Task to complete – Copy out the passage below about reopening movie theaters in New York word for word, from start to finish.

** Opening Excerpt block **

At a press briefing Sunday, Cuomo was encouraging about this “micro-cluster strategy” and said numbers “are moving in the right direction.” He said he’ll announce policy shifts – in terms of increased or decreased regulation — if there are any this Wednesday.
Manhattan, as Masher noted, is cluster free. Cuomo hasn’t yet indicated if the state views New York City’s five boroughs as a block or will let theaters open piecemeal by location.
“It’s a step in the right direction,” Eric Handler, a financial analyst at MKM Partners, told Deadline Sunday. “It still need approval for NYC. The biggest issue right now are the clusters in Brooklyn and Queens. It doesn’t seem likely the government is going to be all that willing to break NYC into segments, which would allow Manhattan to reopen first.”
Staffing up fast enough to open on Friday is the biggest challenge, several exhibitors said. Theaters across the nation, with no revenue coming in since March, had to furlough or lay off workers in droves. Exhibs are less than thrilled with the 25% capacity cap. “We were hoping for 50%,” said one.
Charles Cohen, CEO of Cohen Media Group, a producer and distributor as well as an exhibitor through subsidiary Landmark Cinemas, said “any lifting of the mandate to allow people to go back to the cinema is welcome relief.” However, he also noted how hard it is to open a new film, especially the indie and foreign language fare Landmark is known for, without New York City and Los Angeles. “Those cities define the market,” he said, adding, “As a distributor ourselves, we have ten films we are sitting on we know we have to open in New York and LA.”
California Gov. Gavin Newsom is letting theaters reopen on a county-by-county basis depending on local infection rates. Many theaters in the state are open and industry players hope for movement in Los Angeles over the next several weeks.
New York, which initially had the nation’s highest infection rate, now has one of the lowest. A battled-scarred Cuomo has been abundantly cautious. But as he slowly reopened the state in phases through late summer, movie theaters were yanked from the list into limbo. To exhibition’s dismay, state officials seemed to believe theaters were considerably higher risk than other re-opened businesses like bowling alleys, casinos, gyms and indoor dining.

** Closing Excerpt block **
** Opening Extracted data block **

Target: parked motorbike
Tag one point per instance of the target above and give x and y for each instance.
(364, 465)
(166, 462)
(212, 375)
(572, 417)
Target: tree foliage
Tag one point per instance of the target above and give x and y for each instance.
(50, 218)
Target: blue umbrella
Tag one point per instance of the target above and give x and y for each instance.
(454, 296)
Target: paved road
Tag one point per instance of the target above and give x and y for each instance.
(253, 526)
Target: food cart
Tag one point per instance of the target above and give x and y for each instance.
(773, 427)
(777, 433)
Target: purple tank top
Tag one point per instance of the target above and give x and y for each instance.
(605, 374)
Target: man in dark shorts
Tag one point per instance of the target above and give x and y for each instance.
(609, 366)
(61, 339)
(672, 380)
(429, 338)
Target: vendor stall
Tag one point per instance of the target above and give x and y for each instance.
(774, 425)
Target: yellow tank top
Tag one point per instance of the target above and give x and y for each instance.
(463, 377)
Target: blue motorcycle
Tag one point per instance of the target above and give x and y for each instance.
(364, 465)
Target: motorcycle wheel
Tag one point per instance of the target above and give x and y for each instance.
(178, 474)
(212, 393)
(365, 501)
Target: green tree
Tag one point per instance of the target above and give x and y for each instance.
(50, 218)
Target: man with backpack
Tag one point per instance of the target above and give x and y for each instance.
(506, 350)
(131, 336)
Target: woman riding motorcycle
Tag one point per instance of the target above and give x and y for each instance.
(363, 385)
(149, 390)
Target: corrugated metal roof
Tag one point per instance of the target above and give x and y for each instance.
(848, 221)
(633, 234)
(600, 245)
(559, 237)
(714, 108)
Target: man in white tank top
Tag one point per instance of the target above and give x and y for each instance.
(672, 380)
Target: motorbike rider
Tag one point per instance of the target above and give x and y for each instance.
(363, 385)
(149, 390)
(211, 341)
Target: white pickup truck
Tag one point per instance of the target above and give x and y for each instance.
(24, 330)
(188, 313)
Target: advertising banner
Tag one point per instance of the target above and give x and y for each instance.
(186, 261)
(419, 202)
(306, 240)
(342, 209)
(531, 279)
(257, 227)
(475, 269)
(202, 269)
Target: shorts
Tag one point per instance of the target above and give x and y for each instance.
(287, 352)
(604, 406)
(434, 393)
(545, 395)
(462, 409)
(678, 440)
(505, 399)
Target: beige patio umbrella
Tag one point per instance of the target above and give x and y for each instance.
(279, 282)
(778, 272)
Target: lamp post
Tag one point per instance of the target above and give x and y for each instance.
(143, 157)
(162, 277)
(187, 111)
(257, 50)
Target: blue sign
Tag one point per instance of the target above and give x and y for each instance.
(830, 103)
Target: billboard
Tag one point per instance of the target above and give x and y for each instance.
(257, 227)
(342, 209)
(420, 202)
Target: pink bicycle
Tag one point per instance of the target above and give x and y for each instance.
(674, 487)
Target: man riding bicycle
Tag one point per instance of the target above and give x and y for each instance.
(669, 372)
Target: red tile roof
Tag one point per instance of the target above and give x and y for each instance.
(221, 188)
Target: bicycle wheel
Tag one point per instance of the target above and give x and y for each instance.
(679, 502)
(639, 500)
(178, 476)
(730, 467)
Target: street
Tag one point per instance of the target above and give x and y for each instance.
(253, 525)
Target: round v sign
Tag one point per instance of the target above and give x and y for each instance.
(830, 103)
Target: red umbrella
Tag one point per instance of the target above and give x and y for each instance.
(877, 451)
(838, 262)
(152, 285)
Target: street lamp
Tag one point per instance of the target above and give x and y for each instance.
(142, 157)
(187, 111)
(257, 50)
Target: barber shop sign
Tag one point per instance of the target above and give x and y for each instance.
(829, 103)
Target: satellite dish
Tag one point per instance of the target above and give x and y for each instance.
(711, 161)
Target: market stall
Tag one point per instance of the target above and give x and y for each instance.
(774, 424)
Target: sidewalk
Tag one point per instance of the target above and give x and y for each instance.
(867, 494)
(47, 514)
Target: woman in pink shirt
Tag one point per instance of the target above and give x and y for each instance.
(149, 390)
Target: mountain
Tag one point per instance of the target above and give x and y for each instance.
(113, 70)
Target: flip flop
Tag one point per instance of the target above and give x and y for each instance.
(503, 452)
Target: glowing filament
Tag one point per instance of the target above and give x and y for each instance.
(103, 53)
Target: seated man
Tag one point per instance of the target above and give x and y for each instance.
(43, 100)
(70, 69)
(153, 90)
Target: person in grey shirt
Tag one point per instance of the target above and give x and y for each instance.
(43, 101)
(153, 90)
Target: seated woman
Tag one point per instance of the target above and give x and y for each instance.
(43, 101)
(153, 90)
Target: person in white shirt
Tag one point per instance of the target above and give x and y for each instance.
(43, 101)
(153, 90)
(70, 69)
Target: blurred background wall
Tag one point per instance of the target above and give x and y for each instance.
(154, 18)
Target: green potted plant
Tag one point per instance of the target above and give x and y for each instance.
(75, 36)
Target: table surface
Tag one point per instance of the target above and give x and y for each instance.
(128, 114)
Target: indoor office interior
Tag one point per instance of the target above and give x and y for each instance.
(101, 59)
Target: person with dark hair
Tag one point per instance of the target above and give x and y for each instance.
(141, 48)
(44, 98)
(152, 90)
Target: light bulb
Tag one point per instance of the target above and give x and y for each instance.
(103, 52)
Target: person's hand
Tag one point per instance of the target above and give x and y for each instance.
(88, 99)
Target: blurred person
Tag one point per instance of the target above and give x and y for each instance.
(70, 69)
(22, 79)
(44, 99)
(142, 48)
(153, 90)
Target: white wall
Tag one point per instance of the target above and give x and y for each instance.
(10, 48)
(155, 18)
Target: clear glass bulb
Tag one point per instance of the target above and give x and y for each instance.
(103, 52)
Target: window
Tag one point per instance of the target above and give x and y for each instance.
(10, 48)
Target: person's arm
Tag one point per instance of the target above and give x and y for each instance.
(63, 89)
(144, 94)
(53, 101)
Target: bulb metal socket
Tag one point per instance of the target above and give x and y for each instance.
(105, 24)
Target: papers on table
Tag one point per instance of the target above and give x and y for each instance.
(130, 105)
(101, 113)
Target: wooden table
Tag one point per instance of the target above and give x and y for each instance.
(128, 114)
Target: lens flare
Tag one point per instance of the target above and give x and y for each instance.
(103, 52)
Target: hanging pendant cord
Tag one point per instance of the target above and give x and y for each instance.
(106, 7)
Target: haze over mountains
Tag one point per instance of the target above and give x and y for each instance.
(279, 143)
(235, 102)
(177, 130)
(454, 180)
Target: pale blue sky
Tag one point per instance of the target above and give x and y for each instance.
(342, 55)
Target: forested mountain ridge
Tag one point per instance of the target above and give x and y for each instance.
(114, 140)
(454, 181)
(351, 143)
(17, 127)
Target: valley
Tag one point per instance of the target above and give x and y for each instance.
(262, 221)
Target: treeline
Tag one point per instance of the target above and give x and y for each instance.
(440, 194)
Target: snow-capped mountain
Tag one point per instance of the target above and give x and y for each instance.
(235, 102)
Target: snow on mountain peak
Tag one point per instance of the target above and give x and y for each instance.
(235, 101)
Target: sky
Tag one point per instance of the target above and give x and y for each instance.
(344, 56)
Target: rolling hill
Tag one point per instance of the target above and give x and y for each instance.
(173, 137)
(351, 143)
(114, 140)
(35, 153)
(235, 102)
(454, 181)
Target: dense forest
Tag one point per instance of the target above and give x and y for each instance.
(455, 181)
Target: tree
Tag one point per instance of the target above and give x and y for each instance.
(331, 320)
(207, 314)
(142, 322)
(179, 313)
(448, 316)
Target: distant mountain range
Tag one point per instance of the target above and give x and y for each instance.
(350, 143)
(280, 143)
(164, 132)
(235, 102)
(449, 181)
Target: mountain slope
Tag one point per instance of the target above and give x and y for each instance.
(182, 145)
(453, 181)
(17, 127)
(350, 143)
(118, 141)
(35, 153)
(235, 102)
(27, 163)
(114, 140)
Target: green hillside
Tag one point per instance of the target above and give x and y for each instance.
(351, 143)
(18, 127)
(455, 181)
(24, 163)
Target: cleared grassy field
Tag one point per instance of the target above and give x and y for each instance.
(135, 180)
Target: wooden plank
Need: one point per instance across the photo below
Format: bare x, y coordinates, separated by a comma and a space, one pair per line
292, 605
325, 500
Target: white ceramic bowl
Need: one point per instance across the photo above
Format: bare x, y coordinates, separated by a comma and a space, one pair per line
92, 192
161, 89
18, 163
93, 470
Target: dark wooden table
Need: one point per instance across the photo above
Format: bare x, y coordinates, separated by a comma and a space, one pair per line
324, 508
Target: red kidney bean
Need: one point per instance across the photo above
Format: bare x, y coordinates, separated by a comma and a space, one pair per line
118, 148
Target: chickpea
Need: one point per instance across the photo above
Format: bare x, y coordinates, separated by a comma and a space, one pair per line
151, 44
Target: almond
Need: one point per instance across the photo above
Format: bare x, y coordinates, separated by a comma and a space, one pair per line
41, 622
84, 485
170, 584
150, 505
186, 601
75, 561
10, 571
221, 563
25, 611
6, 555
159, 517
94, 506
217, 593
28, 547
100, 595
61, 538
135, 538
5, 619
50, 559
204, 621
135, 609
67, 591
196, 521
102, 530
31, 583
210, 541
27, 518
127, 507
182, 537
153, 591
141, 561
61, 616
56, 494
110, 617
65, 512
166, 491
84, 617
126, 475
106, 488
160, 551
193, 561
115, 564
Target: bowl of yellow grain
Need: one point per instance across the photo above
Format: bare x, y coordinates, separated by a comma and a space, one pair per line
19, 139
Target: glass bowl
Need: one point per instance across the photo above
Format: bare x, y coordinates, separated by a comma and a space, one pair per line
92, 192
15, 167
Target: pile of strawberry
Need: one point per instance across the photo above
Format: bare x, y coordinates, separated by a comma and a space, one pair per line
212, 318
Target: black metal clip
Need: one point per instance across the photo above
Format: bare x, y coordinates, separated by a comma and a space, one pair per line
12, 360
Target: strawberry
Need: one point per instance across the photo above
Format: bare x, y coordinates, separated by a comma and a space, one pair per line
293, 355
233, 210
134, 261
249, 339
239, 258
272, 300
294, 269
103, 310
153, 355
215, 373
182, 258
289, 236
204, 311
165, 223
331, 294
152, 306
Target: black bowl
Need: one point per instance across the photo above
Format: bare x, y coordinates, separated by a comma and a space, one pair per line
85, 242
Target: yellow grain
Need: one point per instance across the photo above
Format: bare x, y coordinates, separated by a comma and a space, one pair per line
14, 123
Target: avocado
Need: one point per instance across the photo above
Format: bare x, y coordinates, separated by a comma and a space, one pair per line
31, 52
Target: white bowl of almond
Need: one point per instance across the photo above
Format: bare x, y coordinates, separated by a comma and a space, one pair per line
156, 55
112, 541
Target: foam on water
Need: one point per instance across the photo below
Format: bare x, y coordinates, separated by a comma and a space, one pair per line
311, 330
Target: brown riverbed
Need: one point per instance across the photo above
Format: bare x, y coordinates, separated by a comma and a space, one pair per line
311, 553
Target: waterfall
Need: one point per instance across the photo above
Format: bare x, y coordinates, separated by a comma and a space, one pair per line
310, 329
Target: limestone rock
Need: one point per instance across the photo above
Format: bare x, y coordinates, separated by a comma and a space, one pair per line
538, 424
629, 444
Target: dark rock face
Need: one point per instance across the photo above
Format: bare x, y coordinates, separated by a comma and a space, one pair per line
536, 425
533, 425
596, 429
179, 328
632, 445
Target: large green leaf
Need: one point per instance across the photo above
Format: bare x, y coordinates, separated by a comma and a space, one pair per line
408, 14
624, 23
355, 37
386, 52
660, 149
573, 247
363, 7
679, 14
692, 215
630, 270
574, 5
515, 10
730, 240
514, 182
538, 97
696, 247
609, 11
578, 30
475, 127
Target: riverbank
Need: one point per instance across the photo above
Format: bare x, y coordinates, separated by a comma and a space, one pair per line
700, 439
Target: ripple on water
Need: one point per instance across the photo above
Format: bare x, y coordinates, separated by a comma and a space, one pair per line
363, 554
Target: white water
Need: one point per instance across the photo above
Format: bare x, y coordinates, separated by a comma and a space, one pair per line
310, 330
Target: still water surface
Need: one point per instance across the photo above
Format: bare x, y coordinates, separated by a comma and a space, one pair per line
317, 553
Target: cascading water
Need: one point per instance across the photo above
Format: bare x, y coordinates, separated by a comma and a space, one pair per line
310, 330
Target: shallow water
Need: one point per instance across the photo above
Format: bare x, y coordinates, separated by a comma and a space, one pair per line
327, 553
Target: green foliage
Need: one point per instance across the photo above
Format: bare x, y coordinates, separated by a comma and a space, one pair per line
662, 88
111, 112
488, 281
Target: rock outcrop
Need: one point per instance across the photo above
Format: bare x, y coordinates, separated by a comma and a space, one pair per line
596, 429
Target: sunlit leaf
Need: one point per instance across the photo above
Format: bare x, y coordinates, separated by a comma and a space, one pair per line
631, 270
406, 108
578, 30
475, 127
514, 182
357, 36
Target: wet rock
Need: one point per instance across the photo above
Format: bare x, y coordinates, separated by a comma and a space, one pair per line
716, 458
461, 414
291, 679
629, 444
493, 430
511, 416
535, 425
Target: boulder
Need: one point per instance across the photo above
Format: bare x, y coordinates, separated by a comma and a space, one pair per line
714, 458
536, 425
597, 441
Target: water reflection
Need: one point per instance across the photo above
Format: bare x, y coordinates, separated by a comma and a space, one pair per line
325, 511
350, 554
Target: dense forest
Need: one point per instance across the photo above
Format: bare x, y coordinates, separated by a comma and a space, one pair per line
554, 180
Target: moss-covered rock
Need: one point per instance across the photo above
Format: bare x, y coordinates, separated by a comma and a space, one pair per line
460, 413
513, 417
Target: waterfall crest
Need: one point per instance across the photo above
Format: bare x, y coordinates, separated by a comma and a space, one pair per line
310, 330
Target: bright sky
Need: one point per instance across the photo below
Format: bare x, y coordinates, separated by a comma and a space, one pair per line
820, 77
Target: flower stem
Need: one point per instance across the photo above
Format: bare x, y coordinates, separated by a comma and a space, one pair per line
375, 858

** Closing Extracted data block **

Task answer –
At a press briefing Sunday, Cuomo was encouraging about this “micro-cluster strategy” and said numbers “are moving in the right direction.” He said he’ll announce policy shifts – in terms of increased or decreased regulation — if there are any this Wednesday.
Manhattan, as Masher noted, is cluster free. Cuomo hasn’t yet indicated if the state views New York City’s five boroughs as a block or will let theaters open piecemeal by location.
“It’s a step in the right direction,” Eric Handler, a financial analyst at MKM Partners, told Deadline Sunday. “It still need approval for NYC. The biggest issue right now are the clusters in Brooklyn and Queens. It doesn’t seem likely the government is going to be all that willing to break NYC into segments, which would allow Manhattan to reopen first.”
Staffing up fast enough to open on Friday is the biggest challenge, several exhibitors said. Theaters across the nation, with no revenue coming in since March, had to furlough or lay off workers in droves. Exhibs are less than thrilled with the 25% capacity cap. “We were hoping for 50%,” said one.
Charles Cohen, CEO of Cohen Media Group, a producer and distributor as well as an exhibitor through subsidiary Landmark Cinemas, said “any lifting of the mandate to allow people to go back to the cinema is welcome relief.” However, he also noted how hard it is to open a new film, especially the indie and foreign language fare Landmark is known for, without New York City and Los Angeles. “Those cities define the market,” he said, adding, “As a distributor ourselves, we have ten films we are sitting on we know we have to open in New York and LA.”
California Gov. Gavin Newsom is letting theaters reopen on a county-by-county basis depending on local infection rates. Many theaters in the state are open and industry players hope for movement in Los Angeles over the next several weeks.
New York, which initially had the nation’s highest infection rate, now has one of the lowest. A battled-scarred Cuomo has been abundantly cautious. But as he slowly reopened the state in phases through late summer, movie theaters were yanked from the list into limbo. To exhibition’s dismay, state officials seemed to believe theaters were considerably higher risk than other re-opened businesses like bowling alleys, casinos, gyms and indoor dining.